### Source extract
Here are the steps on how you can set up GPG commit on Mac computers:

Step 1. Install required packages

brew install gnupg pinentry-mac

  • gnupg is used to manage the keys
  • pinentry is used to safely store the gpg passphrase inside the osx keychain so you don’t have to provide the passphrase every time you create a commit. Remember that the GPG private key generated during this process should remain securely stored on your personal device and never be shared.

Step 2. Configure gpg agent and the cache time for the passphrase

  1. Check that ~/.gnupg/gpg-agent.conf exists otherwise create the file using the command touch ~/.gnupg/gpg-agent.conf.
  2. Run echo "pinentry-program $(which pinentry-mac)" >> ~/.gnupg/gpg-agent.conf to append the pinentry-progam path.
  3. Open ~/.gnupg/gpa-agent.conf with any text editor. Add cache time that in number of seconds.
    For example, mine is currently set to 8 hours, so I have to provide my passphrase every 8 hours.
######
### Data extract
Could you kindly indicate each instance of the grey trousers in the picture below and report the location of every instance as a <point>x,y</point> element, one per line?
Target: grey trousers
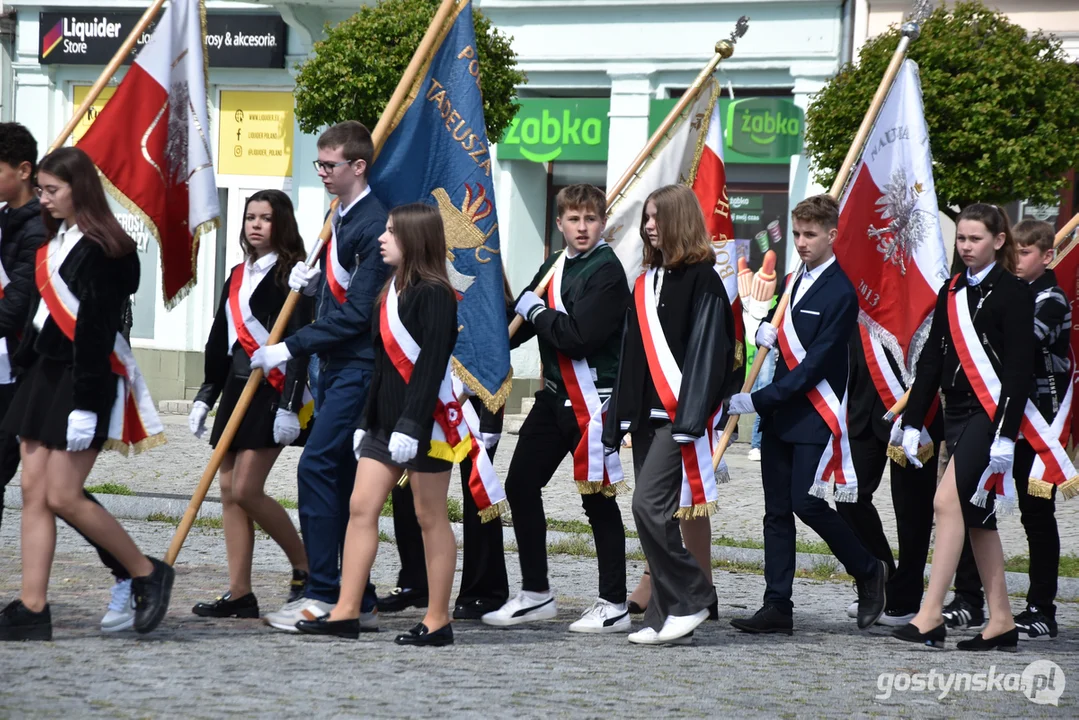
######
Task list ->
1. Sum up the GPG setup guide in two sentences.
2. Reproduce the GPG setup guide from "brew install gnupg" to "number of seconds.".
The listing comes from a separate source.

Solved problems ->
1. The guide explains how to set up GPG commit on a Mac. It starts by installing gnupg to manage keys and pinentry-mac to keep the passphrase in the OS X keychain so it isn't needed for every commit, then has you make sure ~/.gnupg/gpg-agent.conf exists, add the pinentry-mac path to it, and set a passphrase cache time in seconds.

2.
brew install gnupg pinentry-mac

  • gnupg is used to manage the keys
  • pinentry is used to safely store the gpg passphrase inside the osx keychain so you don’t have to provide the passphrase every time you create a commit. Remember that the GPG private key generated during this process should remain securely stored on your personal device and never be shared.

Step 2. Configure gpg agent and the cache time for the passphrase

  1. Check that ~/.gnupg/gpg-agent.conf exists otherwise create the file using the command touch ~/.gnupg/gpg-agent.conf.
  2. Run echo "pinentry-program $(which pinentry-mac)" >> ~/.gnupg/gpg-agent.conf to append the pinentry-progam path.
  3. Open ~/.gnupg/gpa-agent.conf with any text editor. Add cache time that in number of seconds.